- _YOUR TASK_
Report each line in the items below that contains the string "pixels", with letter case counting toward a match.

- _RAW DATA_

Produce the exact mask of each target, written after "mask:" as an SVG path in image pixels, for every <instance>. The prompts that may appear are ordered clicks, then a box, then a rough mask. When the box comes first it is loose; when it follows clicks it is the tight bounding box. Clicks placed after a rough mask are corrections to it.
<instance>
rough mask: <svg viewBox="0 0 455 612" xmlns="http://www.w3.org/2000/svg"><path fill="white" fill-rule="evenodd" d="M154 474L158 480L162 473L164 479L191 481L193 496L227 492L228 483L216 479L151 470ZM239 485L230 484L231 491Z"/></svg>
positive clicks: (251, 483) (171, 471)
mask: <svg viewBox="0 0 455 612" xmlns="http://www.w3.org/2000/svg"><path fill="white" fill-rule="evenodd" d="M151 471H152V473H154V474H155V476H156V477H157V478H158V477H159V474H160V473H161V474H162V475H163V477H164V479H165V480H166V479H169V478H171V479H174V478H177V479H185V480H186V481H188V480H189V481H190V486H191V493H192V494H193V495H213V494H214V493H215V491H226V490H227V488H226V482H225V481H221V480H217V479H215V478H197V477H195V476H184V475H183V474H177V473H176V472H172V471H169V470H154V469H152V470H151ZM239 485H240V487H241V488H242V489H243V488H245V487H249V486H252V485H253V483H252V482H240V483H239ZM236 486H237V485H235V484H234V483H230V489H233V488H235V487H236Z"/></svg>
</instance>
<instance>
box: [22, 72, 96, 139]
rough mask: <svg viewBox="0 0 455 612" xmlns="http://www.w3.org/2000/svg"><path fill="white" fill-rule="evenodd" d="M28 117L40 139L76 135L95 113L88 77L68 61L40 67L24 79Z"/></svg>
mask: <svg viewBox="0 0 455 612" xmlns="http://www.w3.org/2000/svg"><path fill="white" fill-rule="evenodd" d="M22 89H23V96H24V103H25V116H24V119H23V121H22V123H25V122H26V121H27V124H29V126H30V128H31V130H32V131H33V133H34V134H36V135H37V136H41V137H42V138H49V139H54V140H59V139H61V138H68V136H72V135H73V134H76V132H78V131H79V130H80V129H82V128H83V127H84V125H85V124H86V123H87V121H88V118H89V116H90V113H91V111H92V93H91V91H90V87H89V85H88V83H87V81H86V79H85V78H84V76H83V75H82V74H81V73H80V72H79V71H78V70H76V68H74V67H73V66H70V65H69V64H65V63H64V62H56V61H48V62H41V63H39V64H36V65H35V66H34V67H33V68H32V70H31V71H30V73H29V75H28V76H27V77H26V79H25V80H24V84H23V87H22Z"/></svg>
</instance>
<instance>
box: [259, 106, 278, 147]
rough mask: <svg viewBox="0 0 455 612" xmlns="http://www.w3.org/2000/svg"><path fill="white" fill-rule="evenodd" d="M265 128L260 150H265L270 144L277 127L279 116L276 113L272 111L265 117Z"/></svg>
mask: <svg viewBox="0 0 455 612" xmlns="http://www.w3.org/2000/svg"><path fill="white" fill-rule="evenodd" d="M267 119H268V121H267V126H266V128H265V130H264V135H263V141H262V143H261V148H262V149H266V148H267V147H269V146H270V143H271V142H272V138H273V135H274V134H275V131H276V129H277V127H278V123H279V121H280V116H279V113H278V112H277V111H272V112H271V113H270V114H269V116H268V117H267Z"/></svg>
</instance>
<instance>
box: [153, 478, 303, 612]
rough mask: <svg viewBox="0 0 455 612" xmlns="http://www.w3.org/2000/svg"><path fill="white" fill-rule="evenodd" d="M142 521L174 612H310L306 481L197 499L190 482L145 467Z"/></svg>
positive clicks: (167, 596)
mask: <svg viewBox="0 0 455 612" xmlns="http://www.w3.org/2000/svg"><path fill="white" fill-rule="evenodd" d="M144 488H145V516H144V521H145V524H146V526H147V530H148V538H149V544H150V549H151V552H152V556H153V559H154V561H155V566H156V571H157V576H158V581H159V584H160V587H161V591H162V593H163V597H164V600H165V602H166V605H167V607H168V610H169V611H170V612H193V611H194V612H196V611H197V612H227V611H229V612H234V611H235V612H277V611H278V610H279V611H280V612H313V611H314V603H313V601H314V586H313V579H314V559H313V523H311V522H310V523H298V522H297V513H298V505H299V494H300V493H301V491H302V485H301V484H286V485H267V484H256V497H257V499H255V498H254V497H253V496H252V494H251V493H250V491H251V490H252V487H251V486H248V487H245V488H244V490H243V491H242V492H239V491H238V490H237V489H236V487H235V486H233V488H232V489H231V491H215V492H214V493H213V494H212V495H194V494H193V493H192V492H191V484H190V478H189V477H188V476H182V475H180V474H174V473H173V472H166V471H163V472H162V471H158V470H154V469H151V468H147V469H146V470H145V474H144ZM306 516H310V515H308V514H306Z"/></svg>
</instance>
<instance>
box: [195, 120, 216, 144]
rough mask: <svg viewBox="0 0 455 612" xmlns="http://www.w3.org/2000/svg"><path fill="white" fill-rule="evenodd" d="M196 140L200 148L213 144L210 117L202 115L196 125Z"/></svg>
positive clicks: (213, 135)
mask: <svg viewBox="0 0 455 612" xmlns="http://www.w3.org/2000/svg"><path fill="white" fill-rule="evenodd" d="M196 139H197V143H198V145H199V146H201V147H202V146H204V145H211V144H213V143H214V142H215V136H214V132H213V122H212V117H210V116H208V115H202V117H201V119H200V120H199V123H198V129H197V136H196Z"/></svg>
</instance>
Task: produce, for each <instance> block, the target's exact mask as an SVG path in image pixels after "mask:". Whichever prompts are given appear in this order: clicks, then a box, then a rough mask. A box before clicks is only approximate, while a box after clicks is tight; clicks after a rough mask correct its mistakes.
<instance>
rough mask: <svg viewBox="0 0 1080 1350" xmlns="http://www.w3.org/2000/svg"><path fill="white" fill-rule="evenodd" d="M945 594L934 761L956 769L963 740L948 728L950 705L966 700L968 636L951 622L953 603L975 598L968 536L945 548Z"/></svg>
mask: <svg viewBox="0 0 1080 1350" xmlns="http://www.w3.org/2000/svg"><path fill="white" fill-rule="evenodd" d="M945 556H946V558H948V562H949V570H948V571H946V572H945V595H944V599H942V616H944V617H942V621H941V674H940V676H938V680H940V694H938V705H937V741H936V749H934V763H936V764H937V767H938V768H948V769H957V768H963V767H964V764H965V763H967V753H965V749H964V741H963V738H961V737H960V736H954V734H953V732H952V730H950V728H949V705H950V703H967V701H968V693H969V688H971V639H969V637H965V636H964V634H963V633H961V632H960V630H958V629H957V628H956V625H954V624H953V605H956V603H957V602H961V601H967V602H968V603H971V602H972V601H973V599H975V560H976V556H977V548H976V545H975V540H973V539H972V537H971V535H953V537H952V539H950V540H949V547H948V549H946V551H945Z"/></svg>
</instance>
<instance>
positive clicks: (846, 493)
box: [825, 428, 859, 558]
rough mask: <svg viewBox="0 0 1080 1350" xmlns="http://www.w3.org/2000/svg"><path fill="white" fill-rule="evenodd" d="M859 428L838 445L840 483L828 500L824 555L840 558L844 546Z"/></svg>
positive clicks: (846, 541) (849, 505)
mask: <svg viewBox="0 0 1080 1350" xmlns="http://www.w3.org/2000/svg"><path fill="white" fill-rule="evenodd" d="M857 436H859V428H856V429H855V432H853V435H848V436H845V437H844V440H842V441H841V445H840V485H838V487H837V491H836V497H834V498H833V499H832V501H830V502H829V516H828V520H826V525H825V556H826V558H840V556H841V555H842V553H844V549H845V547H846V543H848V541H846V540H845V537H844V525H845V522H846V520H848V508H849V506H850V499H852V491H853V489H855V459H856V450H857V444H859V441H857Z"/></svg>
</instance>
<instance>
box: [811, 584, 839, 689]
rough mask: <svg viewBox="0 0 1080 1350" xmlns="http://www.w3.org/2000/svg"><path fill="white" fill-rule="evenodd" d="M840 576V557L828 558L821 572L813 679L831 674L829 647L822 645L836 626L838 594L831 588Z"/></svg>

- _RESPONSE TO THIS EXERCISE_
Produce the exact mask of each target, written after "mask:" as an SVG path in image pixels, for every <instance>. The prompts that may appear are ordered clicks, then a box, then a rough mask. When the box comes first it is loose; when it follows clicks it is the tight bounding box. Clicks placed after a rough mask are corrections to it.
Task: produce, for each <instance> block, the target's exact mask as an SVG path in image pixels after "mask:". Whichever prompts are given appear in this order: clicks, then a box, then a rough mask. A box before clicks is only approximate, while a box after clicks is tight; clicks after a rough mask correct its mistakes.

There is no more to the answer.